Report the number of lines in the data below where the string "crop" shows up, and only that number.
──────── Records for the exercise
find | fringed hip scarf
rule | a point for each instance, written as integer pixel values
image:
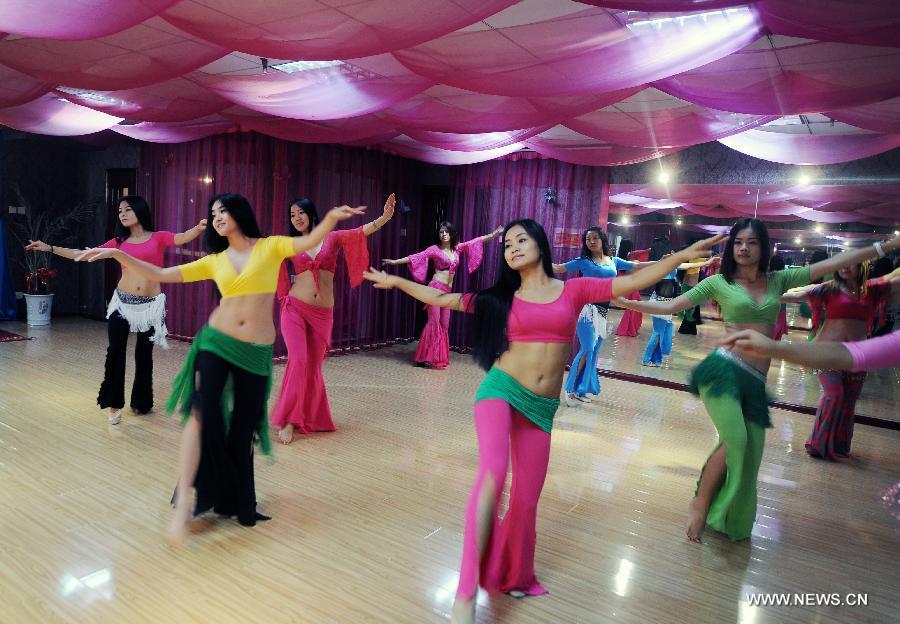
────────────────
──────── Records for the exercise
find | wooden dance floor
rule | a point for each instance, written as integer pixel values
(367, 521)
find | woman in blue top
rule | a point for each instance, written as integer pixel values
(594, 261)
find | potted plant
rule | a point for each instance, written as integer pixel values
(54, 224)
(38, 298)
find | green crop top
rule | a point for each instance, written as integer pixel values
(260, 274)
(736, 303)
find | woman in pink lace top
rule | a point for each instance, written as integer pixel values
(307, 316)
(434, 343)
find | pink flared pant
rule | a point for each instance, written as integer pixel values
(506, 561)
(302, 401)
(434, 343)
────────────────
──────── Records for the exercise
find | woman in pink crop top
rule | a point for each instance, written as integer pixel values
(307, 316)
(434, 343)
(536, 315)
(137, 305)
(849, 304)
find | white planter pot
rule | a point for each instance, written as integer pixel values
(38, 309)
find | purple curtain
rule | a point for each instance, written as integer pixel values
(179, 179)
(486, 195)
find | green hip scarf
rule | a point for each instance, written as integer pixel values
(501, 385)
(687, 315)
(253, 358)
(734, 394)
────────────────
§ Output below:
2